* _Data records_
******************************
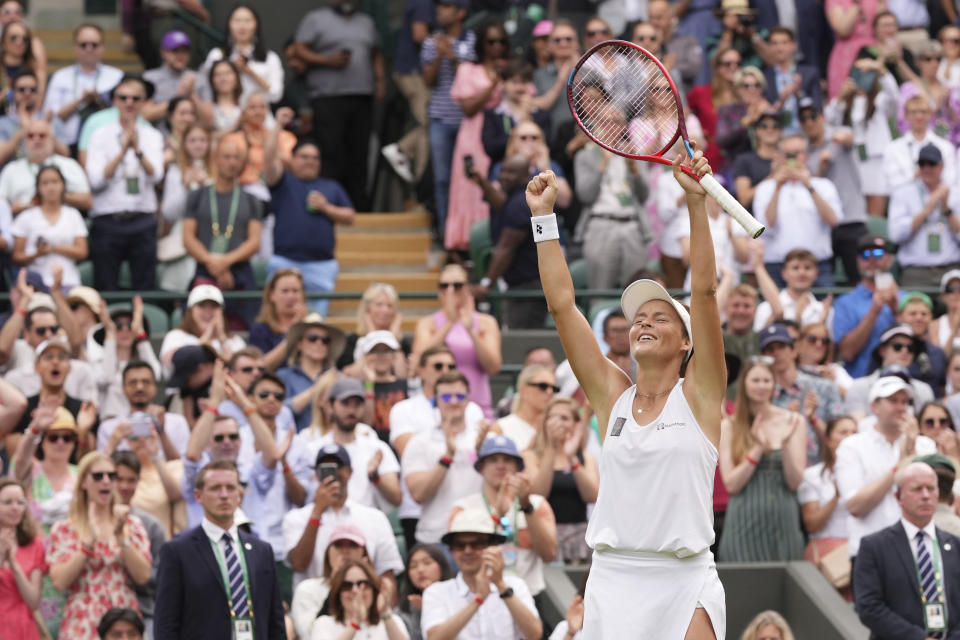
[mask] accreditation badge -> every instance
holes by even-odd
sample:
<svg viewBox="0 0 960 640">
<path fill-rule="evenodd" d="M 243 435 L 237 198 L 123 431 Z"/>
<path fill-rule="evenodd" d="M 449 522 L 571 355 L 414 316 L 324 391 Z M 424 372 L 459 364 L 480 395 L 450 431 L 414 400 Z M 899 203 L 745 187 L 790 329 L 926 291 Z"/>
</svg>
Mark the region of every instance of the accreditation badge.
<svg viewBox="0 0 960 640">
<path fill-rule="evenodd" d="M 923 605 L 923 614 L 927 619 L 927 631 L 946 631 L 947 616 L 940 602 Z"/>
<path fill-rule="evenodd" d="M 234 618 L 233 640 L 253 640 L 253 620 L 250 618 Z"/>
<path fill-rule="evenodd" d="M 131 178 L 126 178 L 127 183 L 127 195 L 135 196 L 140 193 L 140 178 L 133 176 Z"/>
</svg>

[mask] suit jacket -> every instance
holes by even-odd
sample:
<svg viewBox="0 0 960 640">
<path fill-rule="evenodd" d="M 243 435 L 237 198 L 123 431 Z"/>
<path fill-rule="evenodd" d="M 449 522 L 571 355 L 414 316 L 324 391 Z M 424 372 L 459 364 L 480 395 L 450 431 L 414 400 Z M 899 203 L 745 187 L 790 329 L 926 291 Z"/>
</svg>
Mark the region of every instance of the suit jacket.
<svg viewBox="0 0 960 640">
<path fill-rule="evenodd" d="M 253 597 L 255 640 L 286 640 L 283 607 L 273 549 L 240 532 Z M 223 576 L 202 527 L 195 527 L 160 549 L 156 640 L 229 640 L 233 637 Z"/>
<path fill-rule="evenodd" d="M 960 639 L 960 538 L 937 528 L 947 635 Z M 924 640 L 927 637 L 911 541 L 898 520 L 860 541 L 853 568 L 857 615 L 871 640 Z"/>
<path fill-rule="evenodd" d="M 813 100 L 818 109 L 822 109 L 823 91 L 820 89 L 820 72 L 808 64 L 798 64 L 795 73 L 799 73 L 802 80 L 800 91 L 796 94 L 797 100 L 806 96 Z M 767 86 L 763 90 L 764 97 L 766 97 L 767 102 L 773 104 L 780 99 L 780 94 L 777 93 L 777 81 L 773 73 L 773 67 L 766 67 L 763 70 L 763 78 L 767 81 Z"/>
</svg>

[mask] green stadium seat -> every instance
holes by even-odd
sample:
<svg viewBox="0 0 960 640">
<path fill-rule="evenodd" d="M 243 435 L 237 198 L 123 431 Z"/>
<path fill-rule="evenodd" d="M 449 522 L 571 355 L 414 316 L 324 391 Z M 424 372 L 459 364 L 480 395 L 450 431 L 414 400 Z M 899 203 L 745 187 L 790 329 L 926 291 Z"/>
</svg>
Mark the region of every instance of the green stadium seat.
<svg viewBox="0 0 960 640">
<path fill-rule="evenodd" d="M 587 261 L 583 258 L 574 260 L 570 263 L 570 278 L 573 279 L 573 288 L 574 289 L 587 289 L 589 288 L 589 281 L 587 280 Z"/>
<path fill-rule="evenodd" d="M 92 287 L 93 286 L 93 263 L 89 260 L 84 260 L 77 265 L 77 270 L 80 271 L 80 284 Z"/>
<path fill-rule="evenodd" d="M 884 238 L 890 238 L 887 235 L 887 219 L 879 216 L 867 216 L 867 231 L 875 233 Z"/>
<path fill-rule="evenodd" d="M 263 289 L 267 284 L 267 261 L 263 258 L 253 258 L 250 260 L 250 266 L 253 267 L 253 279 L 257 283 L 257 288 Z"/>
<path fill-rule="evenodd" d="M 400 557 L 406 560 L 409 549 L 407 549 L 407 539 L 403 537 L 403 527 L 400 526 L 400 517 L 397 515 L 396 509 L 390 510 L 387 514 L 387 520 L 390 521 L 390 528 L 393 529 L 393 537 L 397 539 Z"/>
<path fill-rule="evenodd" d="M 170 312 L 170 326 L 176 329 L 180 326 L 181 322 L 183 322 L 183 307 L 175 307 L 174 310 Z"/>
<path fill-rule="evenodd" d="M 593 304 L 590 305 L 590 315 L 587 316 L 587 319 L 590 320 L 591 326 L 593 321 L 597 319 L 597 316 L 601 312 L 607 311 L 608 309 L 619 309 L 620 300 L 617 298 L 609 298 L 606 300 L 594 300 Z"/>
<path fill-rule="evenodd" d="M 107 307 L 110 313 L 114 311 L 130 311 L 133 306 L 129 302 L 115 302 Z M 150 326 L 151 335 L 164 335 L 170 331 L 170 316 L 155 304 L 143 303 L 143 317 Z"/>
<path fill-rule="evenodd" d="M 470 260 L 473 262 L 473 277 L 477 282 L 486 274 L 487 264 L 492 255 L 490 220 L 478 220 L 470 227 Z"/>
</svg>

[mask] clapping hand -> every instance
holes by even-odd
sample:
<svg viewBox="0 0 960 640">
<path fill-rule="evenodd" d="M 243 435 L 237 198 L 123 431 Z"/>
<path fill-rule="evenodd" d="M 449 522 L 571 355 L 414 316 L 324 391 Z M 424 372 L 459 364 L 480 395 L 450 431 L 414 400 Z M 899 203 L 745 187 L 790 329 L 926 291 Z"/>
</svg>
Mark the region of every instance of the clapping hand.
<svg viewBox="0 0 960 640">
<path fill-rule="evenodd" d="M 567 607 L 567 632 L 579 633 L 583 629 L 583 596 L 574 596 L 573 602 Z"/>
<path fill-rule="evenodd" d="M 527 183 L 526 198 L 531 215 L 546 216 L 553 213 L 559 185 L 553 171 L 542 171 Z"/>
<path fill-rule="evenodd" d="M 292 431 L 292 430 L 291 430 Z M 377 469 L 380 468 L 380 463 L 383 461 L 383 451 L 377 449 L 376 453 L 370 456 L 370 461 L 367 463 L 367 475 L 373 475 L 377 472 Z"/>
</svg>

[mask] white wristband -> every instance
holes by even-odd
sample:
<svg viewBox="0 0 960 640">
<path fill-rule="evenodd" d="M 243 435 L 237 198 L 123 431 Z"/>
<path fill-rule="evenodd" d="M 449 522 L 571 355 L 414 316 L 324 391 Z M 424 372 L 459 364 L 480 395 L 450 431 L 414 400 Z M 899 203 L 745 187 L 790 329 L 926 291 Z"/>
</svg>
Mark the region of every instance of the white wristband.
<svg viewBox="0 0 960 640">
<path fill-rule="evenodd" d="M 555 213 L 548 216 L 534 216 L 530 218 L 530 225 L 533 228 L 534 242 L 560 239 L 560 229 L 557 227 L 557 214 Z"/>
</svg>

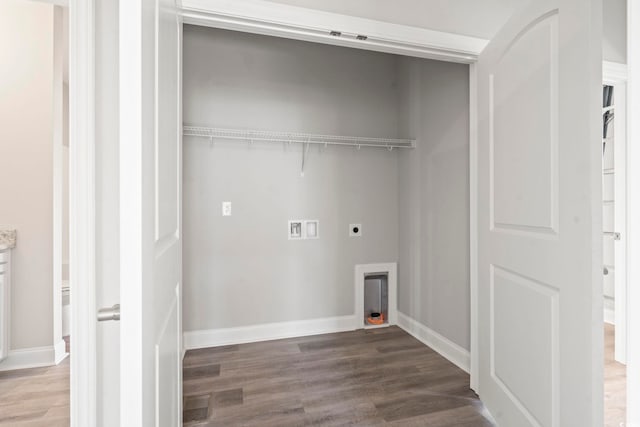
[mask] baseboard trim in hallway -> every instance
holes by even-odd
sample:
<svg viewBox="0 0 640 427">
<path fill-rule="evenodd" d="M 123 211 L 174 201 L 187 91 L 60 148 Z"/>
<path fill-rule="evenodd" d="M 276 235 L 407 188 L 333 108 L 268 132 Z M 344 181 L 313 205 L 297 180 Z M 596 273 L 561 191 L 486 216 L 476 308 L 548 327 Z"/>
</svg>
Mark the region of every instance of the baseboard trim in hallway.
<svg viewBox="0 0 640 427">
<path fill-rule="evenodd" d="M 398 326 L 458 368 L 469 373 L 471 356 L 468 350 L 402 312 L 398 312 Z"/>
<path fill-rule="evenodd" d="M 64 341 L 64 339 L 61 339 L 56 343 L 56 345 L 54 346 L 54 352 L 56 365 L 59 365 L 60 362 L 62 362 L 67 358 L 67 356 L 69 356 L 69 353 L 67 353 L 67 343 Z"/>
<path fill-rule="evenodd" d="M 0 362 L 0 371 L 40 368 L 55 364 L 55 349 L 53 346 L 31 347 L 10 350 L 7 358 Z"/>
</svg>

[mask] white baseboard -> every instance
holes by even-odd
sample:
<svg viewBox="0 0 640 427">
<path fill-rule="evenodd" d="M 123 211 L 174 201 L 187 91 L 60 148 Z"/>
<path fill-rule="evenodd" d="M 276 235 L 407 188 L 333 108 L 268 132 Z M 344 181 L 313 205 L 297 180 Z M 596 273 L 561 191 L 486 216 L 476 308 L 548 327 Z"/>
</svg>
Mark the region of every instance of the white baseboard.
<svg viewBox="0 0 640 427">
<path fill-rule="evenodd" d="M 402 312 L 398 312 L 398 326 L 410 335 L 413 335 L 418 341 L 440 353 L 445 359 L 462 369 L 466 373 L 470 371 L 470 355 L 469 351 L 460 347 L 458 344 L 448 340 L 439 333 L 429 329 L 422 323 L 412 319 Z"/>
<path fill-rule="evenodd" d="M 60 340 L 56 343 L 56 345 L 53 347 L 53 352 L 55 355 L 55 362 L 56 365 L 59 364 L 60 362 L 62 362 L 64 359 L 66 359 L 66 357 L 69 355 L 69 353 L 67 353 L 67 343 L 64 342 L 64 340 Z"/>
<path fill-rule="evenodd" d="M 53 346 L 32 347 L 20 350 L 9 350 L 9 355 L 0 362 L 0 371 L 14 369 L 40 368 L 55 365 Z"/>
<path fill-rule="evenodd" d="M 355 324 L 355 315 L 352 315 L 240 326 L 237 328 L 190 331 L 184 333 L 184 348 L 185 350 L 193 350 L 196 348 L 217 347 L 220 345 L 244 344 L 283 338 L 304 337 L 307 335 L 353 331 Z"/>
<path fill-rule="evenodd" d="M 608 323 L 610 325 L 616 324 L 616 314 L 613 308 L 604 308 L 604 323 Z"/>
</svg>

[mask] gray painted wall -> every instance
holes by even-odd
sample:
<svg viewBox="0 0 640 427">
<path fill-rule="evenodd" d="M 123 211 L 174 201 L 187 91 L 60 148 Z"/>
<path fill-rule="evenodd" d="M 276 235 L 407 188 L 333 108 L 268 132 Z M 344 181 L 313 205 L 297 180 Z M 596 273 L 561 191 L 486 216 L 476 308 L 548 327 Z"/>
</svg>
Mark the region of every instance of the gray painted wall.
<svg viewBox="0 0 640 427">
<path fill-rule="evenodd" d="M 184 121 L 401 136 L 393 55 L 185 26 Z M 398 259 L 398 153 L 184 139 L 184 330 L 353 314 L 354 265 Z M 233 215 L 221 216 L 221 202 Z M 289 241 L 287 221 L 320 220 Z M 363 237 L 348 236 L 349 223 Z"/>
<path fill-rule="evenodd" d="M 185 138 L 185 331 L 351 315 L 354 265 L 398 261 L 400 311 L 469 348 L 467 66 L 188 26 L 184 64 L 186 123 L 420 139 L 301 178 L 299 146 Z"/>
<path fill-rule="evenodd" d="M 403 61 L 398 309 L 469 349 L 468 66 Z"/>
<path fill-rule="evenodd" d="M 627 0 L 603 0 L 602 56 L 627 63 Z"/>
</svg>

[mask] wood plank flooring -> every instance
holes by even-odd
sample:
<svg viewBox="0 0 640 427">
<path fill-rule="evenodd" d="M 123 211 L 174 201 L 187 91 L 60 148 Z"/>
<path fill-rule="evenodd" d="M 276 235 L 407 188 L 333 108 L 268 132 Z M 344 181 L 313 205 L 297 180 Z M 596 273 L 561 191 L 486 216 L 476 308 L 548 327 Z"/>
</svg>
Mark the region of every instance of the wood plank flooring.
<svg viewBox="0 0 640 427">
<path fill-rule="evenodd" d="M 469 376 L 397 327 L 187 352 L 185 426 L 490 426 Z"/>
<path fill-rule="evenodd" d="M 624 420 L 626 369 L 605 326 L 605 426 Z M 383 363 L 383 365 L 381 365 Z M 382 368 L 380 368 L 382 366 Z M 187 352 L 186 426 L 487 426 L 467 375 L 397 328 Z M 0 426 L 69 425 L 69 358 L 0 372 Z"/>
<path fill-rule="evenodd" d="M 68 357 L 57 366 L 0 372 L 0 426 L 68 425 Z"/>
<path fill-rule="evenodd" d="M 614 359 L 615 327 L 604 325 L 605 427 L 622 427 L 627 408 L 627 368 Z"/>
</svg>

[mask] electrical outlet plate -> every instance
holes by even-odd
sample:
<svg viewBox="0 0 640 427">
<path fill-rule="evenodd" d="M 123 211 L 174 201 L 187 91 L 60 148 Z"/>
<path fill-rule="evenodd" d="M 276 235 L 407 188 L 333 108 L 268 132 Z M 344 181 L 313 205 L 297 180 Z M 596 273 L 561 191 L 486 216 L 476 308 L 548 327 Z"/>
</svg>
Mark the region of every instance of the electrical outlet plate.
<svg viewBox="0 0 640 427">
<path fill-rule="evenodd" d="M 362 237 L 362 224 L 349 224 L 349 237 Z"/>
<path fill-rule="evenodd" d="M 222 202 L 222 216 L 231 216 L 231 202 Z"/>
</svg>

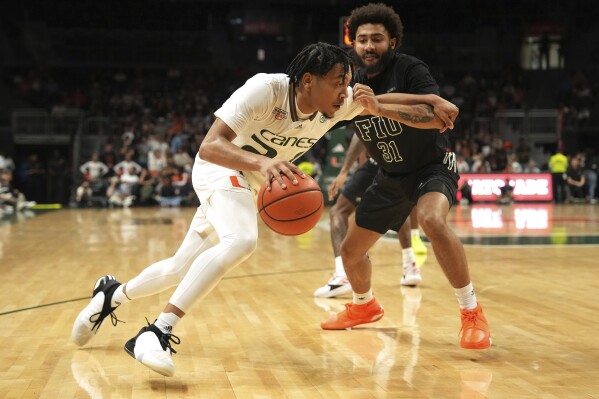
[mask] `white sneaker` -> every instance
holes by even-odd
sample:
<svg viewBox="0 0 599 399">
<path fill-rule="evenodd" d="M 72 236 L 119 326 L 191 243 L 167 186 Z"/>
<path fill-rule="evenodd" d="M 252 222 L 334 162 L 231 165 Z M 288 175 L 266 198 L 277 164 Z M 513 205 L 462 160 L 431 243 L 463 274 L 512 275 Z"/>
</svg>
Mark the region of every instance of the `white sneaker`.
<svg viewBox="0 0 599 399">
<path fill-rule="evenodd" d="M 73 324 L 71 340 L 78 346 L 83 346 L 98 332 L 102 322 L 110 316 L 112 325 L 119 321 L 113 313 L 117 308 L 110 306 L 112 294 L 121 285 L 114 276 L 103 276 L 96 281 L 91 302 L 79 313 Z"/>
<path fill-rule="evenodd" d="M 179 337 L 160 331 L 154 324 L 142 327 L 139 333 L 125 344 L 125 352 L 144 366 L 166 377 L 175 375 L 175 363 L 171 353 L 177 353 L 172 347 L 181 343 Z"/>
<path fill-rule="evenodd" d="M 352 288 L 347 276 L 333 274 L 327 285 L 314 291 L 314 296 L 319 298 L 333 298 L 347 295 L 350 292 L 352 292 Z"/>
<path fill-rule="evenodd" d="M 401 285 L 418 285 L 422 282 L 422 275 L 420 269 L 416 266 L 416 262 L 413 262 L 411 266 L 404 266 L 403 276 L 401 277 Z"/>
</svg>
******************************
* _What is required_
Lines with "mask" in them are what the answer must contain; copy each from the records above.

* _Exercise response_
[mask] accreditation badge -> every instance
[mask] suit jacket -> every instance
[mask] green stadium seat -> every instance
[mask] clapping hand -> every instance
[mask] white wristband -> every instance
[mask] baseboard trim in hallway -> every instance
[mask] white baseboard -> every instance
[mask] gray painted wall -> every instance
[mask] wood plank flooring -> every instance
[mask] electrical outlet plate -> every instance
[mask] `white sneaker` -> every instance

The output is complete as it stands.